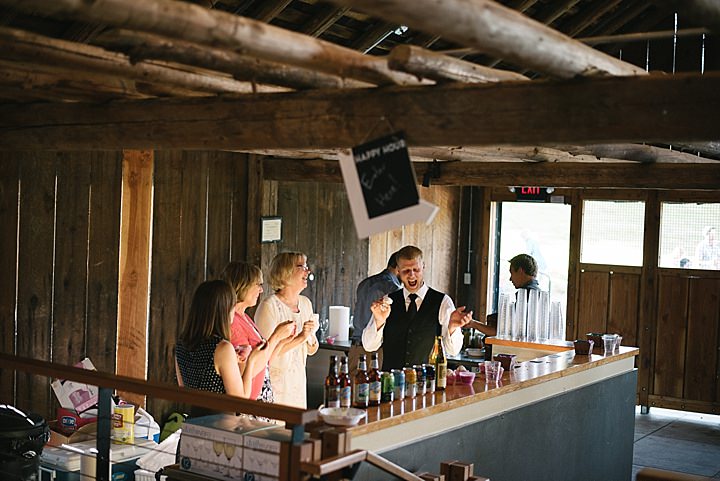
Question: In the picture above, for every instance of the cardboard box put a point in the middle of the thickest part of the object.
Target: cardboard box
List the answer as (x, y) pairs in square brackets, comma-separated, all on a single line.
[(270, 452), (213, 445), (76, 396), (58, 437)]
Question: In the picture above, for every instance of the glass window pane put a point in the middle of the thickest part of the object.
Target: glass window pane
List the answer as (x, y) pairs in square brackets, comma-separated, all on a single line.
[(543, 231), (612, 232), (688, 236)]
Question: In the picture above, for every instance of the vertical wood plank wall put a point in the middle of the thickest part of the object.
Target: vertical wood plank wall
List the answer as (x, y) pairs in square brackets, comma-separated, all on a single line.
[(687, 369), (64, 209), (439, 241)]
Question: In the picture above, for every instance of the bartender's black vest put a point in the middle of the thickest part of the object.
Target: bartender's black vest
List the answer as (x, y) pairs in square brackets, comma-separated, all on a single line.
[(408, 342)]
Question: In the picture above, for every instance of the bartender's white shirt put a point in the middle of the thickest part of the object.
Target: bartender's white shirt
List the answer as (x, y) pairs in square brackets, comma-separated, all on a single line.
[(373, 338)]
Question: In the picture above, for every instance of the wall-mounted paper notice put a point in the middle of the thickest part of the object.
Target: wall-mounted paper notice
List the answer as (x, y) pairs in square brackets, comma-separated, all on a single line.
[(381, 186)]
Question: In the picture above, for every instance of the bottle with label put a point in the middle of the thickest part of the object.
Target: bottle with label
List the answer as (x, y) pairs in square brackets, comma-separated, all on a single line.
[(345, 384), (375, 380), (361, 385), (332, 385), (440, 365)]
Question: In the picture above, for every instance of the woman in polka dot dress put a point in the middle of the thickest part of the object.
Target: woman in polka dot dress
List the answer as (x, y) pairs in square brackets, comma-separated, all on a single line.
[(247, 281), (204, 357)]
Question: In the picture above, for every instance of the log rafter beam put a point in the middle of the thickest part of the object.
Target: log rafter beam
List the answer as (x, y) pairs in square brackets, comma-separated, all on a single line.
[(72, 57), (501, 32), (551, 174), (214, 28), (142, 46), (652, 109)]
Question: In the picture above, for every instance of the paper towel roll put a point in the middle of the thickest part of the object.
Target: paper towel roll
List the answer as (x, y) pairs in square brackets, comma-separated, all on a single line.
[(339, 317), (88, 466)]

PROBLEM -
Render everything from the line containing "Question: In the picture above, for every instance of the paper" down to the end of the material as a Markdown table with the columns Row and Text. Number each line, and leave out any blank lines.

SOLUTION -
| Row | Text |
|---|---|
| 1 | Question: In the picture above, for every instance of the paper towel roll put a point in the middle of the thickest part of the object. |
| 2 | Target: paper towel roll |
| 3 | List the answer as (x, y) pairs in square brackets, comma-separated, all on a single line. |
| 4 | [(339, 317), (88, 466)] |